**Dataset records:**

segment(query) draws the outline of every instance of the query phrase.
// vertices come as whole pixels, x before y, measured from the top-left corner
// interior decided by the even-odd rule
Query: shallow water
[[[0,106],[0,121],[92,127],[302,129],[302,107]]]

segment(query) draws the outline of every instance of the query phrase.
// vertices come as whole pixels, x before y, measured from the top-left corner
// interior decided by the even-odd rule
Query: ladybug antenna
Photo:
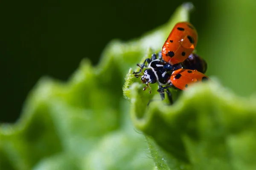
[[[148,88],[149,88],[149,94],[151,94],[151,87],[150,87],[150,86],[149,86],[149,84],[148,83],[147,84],[146,86],[144,87],[143,88],[143,90],[145,91]]]
[[[139,72],[136,72],[135,73],[134,71],[134,72],[132,73],[133,74],[134,74],[135,73],[140,73],[141,72],[142,72],[142,73],[143,74],[143,71],[142,71],[142,70],[143,69],[143,68],[141,67],[141,66],[139,64],[137,64],[137,66],[139,67],[140,67],[140,71],[139,71]]]

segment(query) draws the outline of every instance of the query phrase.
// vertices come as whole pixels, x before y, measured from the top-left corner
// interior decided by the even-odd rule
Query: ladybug
[[[160,59],[160,56],[159,57]],[[186,66],[188,67],[201,68],[200,64],[194,64],[193,60],[198,60],[201,59],[198,55],[193,54],[190,59],[192,63]],[[202,60],[204,61],[204,60]],[[145,66],[145,62],[148,63],[148,68],[143,72],[142,70]],[[206,62],[205,62],[206,64]],[[157,83],[158,85],[157,91],[160,93],[162,100],[164,99],[164,92],[167,91],[168,93],[168,96],[171,104],[173,103],[172,94],[169,91],[168,88],[173,87],[180,90],[186,90],[190,84],[200,82],[204,82],[209,79],[209,78],[203,73],[197,71],[196,70],[184,69],[181,63],[171,65],[160,59],[157,59],[156,55],[153,54],[151,59],[146,59],[141,65],[137,64],[140,68],[138,72],[134,72],[134,76],[137,78],[141,77],[140,80],[143,84],[146,86],[143,90],[145,90],[148,88],[150,89],[149,93],[151,93],[151,88],[149,83]],[[198,66],[198,65],[199,66]],[[206,68],[204,70],[206,70]],[[138,74],[142,72],[143,75]],[[166,86],[163,87],[163,86]]]
[[[180,68],[172,73],[170,77],[169,85],[157,90],[160,93],[164,93],[164,90],[171,87],[184,90],[192,83],[204,82],[208,80],[209,77],[196,70],[189,70]]]
[[[181,62],[183,68],[196,70],[202,73],[205,73],[207,69],[205,60],[198,55],[192,53],[183,62]]]
[[[177,23],[163,46],[163,59],[172,65],[183,62],[192,53],[197,42],[197,32],[190,23]]]
[[[161,51],[158,53],[158,58],[164,62],[162,57]],[[205,60],[195,53],[191,53],[181,64],[183,68],[196,70],[202,73],[205,73],[207,69],[207,63]]]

**Set task:** Rescale the rows from the very first line up to and including the line with "[[[0,106],[0,121],[92,127],[302,129],[302,107]]]", and write out each of those lines in full, text and answers alike. Multiply every vertex coordinate in the answers by 1.95 and round to whole numbers, rounding halves up.

**The reply:**
segment(query) draws the outline of every instance of the query phrase.
// vertices come as whole pixels, x before y, measured from the top-left corner
// interior decided by the even-odd rule
Query: shallow water
[[[0,207],[0,236],[179,248],[589,252],[589,209]]]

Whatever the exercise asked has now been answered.